§ **GIVEN INSTRUCTION 1**: In the housing market article, how much did Matt Morgan offer over the asking price on the third home?
§ **GIVEN INSTRUCTION 2**: Reproduce the section of the housing market article between "Matt Morgan, the" and "hope he's right.", inclusive.

§ **SOURCE TEXT**:
--- Start ---

Bringing all these new families into homeownership is a proud American tradition. But some experts fear that the millions of newcomers could be especially stressed if the economy turns south. What would it take to trigger a serious rise in mortgage de-faults? Declines in corporate profits proba-bly wouldn't rock the boat--unless compa-nies decided to dump workers. Historically, rising unemployment forces more hard-pressed families to turn in the keys. As their loans go unpaid, the value of their mortgages held as investments (mainly by institutions) sinks. Even experts who are calm about rising home prices worry about the profligate lending. When a recession hits, says UCLA real-estate expert Stephen Cauley, "we'll see a lot of people walk away from their homes." Adds RFA economist Mark Zandi: "There will be a lot of mortgage lenders who will go out of business."

There's no evidence that the investors who buy mortgages in bulk fear a crisis in which large numbers of homeowners can't make their payments. But, as with the stock market, some of those investors are starting to ask whether housing has overheated. "There's definitely a concern across the entire mortgage market," says Andrew Jones, who oversees ratings of mortgage-backed securities for Duff & Phelps. But Jones also stresses that with the economy strong, the mortgage market remains calm. Home buyers, too, are staying the course: home sales in June were 9 percent higher than a year earlier. Experts say the recent rise in mortgage rates--up 1.2 points since their fire-sale low of 6.49 percent last October--hasn't slowed buyers much, though Alan Greenspan's recent threats of further Fed tightening might. Nor is it clear that a plunge in the stock market would have much effect; economists say that outside New York, where Wall Street money drives home values, stock gains don't greatly affect real-estate prices. A modest stock-market decline could actually help the housing boom, says Fannie Mae chief economist David Berson, by easing pressure on the Fed to raise rates--and helping the good times last a little longer.

Matt Morgan, the persistent Seattle house hunter, likes that kind of happy ending. After being outbid on two homes, Morgan switched tactics. When he heard about a third promising listing, he hustled to be the first buyer through the door. He schmoozed the sellers and their agent. "I got on their good side," he says. When the bidding began, he offered a scant $10,000 over the $270,000 asking price. But the sellers, who clearly liked him, accepted it without considering other offers. As he finishes unpacking, Morgan shrugs off worries that the market is overheated. We're in a New Economy, he says, where the boom times will last. "It's not just hype," he insists. As millions of us load our lives into moving vans this year, let's hope he's right.

--- End ---

Image point annotation entries
--- Start ---

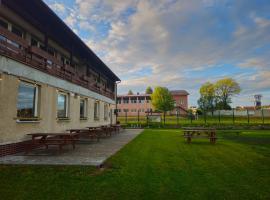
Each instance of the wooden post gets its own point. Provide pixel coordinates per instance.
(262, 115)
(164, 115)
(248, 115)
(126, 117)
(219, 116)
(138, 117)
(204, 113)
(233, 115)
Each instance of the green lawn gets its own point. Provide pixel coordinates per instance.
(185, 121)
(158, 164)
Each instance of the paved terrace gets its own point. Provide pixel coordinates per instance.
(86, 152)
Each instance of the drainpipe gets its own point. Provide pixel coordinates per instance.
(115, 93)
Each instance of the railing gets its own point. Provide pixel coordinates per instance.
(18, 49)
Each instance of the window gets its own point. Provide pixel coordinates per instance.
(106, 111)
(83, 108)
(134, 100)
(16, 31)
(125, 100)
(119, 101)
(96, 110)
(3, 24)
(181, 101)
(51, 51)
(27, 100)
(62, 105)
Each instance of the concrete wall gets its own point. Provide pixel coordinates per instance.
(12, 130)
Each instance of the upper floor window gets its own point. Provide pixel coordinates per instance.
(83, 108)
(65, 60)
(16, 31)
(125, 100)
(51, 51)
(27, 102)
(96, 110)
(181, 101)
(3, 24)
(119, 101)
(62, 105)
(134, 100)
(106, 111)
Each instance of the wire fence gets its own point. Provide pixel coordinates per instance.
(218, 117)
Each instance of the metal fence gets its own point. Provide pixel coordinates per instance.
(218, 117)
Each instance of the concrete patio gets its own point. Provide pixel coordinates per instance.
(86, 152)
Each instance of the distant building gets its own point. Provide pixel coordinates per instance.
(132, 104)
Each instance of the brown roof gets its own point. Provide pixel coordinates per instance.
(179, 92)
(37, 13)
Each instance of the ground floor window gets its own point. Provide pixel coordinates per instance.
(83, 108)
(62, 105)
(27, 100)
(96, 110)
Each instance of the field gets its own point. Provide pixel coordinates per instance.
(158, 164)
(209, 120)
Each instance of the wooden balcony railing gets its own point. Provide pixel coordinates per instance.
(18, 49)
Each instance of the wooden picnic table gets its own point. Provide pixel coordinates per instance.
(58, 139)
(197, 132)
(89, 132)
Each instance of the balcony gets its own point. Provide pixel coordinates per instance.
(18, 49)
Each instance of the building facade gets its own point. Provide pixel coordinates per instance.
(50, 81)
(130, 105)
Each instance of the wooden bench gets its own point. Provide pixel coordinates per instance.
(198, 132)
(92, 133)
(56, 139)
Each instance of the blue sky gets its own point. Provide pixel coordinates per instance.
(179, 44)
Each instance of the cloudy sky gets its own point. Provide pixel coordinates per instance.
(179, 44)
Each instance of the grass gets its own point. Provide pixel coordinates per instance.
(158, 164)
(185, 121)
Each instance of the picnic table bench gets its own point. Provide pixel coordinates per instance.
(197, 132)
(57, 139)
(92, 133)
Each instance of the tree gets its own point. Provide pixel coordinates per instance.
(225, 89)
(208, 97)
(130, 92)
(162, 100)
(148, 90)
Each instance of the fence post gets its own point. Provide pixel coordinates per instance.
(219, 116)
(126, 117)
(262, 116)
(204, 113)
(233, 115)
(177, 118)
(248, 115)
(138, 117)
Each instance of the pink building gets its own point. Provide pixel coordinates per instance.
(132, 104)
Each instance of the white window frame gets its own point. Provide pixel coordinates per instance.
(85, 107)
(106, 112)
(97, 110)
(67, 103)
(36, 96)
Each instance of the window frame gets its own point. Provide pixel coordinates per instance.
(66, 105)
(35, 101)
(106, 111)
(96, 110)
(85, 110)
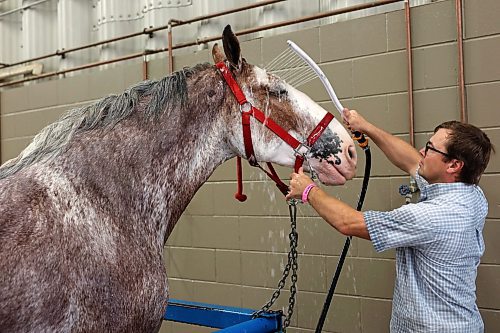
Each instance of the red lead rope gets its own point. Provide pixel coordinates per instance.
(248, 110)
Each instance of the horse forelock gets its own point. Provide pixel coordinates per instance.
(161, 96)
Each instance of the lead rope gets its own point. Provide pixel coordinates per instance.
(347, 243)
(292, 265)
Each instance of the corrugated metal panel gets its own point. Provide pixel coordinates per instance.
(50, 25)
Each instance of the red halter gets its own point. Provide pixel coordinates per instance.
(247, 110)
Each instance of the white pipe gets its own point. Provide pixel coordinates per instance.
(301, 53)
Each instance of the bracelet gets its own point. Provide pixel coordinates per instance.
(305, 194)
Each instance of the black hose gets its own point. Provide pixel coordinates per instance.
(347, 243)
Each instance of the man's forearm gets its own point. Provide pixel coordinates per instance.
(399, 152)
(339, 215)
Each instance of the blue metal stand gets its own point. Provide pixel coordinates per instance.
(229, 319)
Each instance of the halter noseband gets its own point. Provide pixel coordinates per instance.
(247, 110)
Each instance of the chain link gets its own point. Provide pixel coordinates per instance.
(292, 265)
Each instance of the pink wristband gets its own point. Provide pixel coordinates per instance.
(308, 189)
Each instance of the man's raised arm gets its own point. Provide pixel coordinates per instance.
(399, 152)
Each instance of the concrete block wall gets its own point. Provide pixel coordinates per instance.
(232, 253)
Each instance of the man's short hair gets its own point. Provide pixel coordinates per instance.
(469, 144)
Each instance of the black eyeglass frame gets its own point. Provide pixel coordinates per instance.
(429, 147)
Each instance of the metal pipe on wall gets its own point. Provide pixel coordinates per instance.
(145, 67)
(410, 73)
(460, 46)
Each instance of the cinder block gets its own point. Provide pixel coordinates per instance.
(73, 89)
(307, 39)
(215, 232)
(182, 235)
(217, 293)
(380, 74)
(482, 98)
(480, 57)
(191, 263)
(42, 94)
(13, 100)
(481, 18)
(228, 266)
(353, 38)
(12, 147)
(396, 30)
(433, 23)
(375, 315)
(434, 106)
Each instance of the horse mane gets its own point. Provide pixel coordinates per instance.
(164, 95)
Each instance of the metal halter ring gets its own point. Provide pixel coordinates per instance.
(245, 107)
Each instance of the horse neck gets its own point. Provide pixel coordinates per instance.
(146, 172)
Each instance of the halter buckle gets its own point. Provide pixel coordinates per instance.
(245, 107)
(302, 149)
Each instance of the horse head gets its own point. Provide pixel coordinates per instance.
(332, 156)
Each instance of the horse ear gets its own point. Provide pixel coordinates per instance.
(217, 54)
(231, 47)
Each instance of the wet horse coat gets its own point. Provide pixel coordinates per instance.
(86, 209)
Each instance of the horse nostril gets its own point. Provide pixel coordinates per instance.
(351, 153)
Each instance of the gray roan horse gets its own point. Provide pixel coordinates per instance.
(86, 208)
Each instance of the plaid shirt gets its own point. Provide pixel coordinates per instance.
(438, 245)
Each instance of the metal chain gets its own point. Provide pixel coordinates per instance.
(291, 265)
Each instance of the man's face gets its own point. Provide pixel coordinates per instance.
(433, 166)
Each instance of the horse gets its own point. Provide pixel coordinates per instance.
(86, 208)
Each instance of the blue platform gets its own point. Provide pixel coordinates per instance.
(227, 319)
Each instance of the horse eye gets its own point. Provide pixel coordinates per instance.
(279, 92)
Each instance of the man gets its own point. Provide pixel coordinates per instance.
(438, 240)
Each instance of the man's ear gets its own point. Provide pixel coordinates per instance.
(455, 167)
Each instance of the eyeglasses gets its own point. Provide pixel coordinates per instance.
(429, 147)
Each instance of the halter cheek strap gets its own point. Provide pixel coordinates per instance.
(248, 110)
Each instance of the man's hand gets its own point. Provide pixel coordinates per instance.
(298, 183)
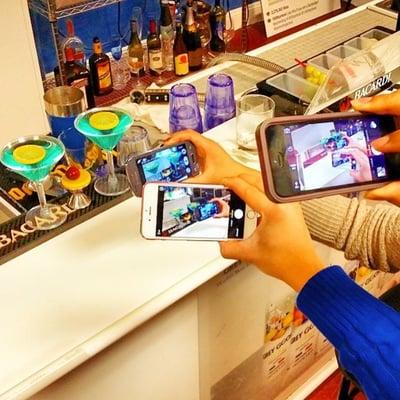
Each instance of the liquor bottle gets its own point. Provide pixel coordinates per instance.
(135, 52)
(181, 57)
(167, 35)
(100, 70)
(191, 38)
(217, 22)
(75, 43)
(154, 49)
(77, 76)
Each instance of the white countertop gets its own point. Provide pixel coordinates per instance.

--- End ---

§ **PROBLEM SOLUTION 1**: He offered $10,000 over the $270,000 asking price.

§ **PROBLEM SOLUTION 2**:
Matt Morgan, the persistent Seattle house hunter, likes that kind of happy ending. After being outbid on two homes, Morgan switched tactics. When he heard about a third promising listing, he hustled to be the first buyer through the door. He schmoozed the sellers and their agent. "I got on their good side," he says. When the bidding began, he offered a scant $10,000 over the $270,000 asking price. But the sellers, who clearly liked him, accepted it without considering other offers. As he finishes unpacking, Morgan shrugs off worries that the market is overheated. We're in a New Economy, he says, where the boom times will last. "It's not just hype," he insists. As millions of us load our lives into moving vans this year, let's hope he's right.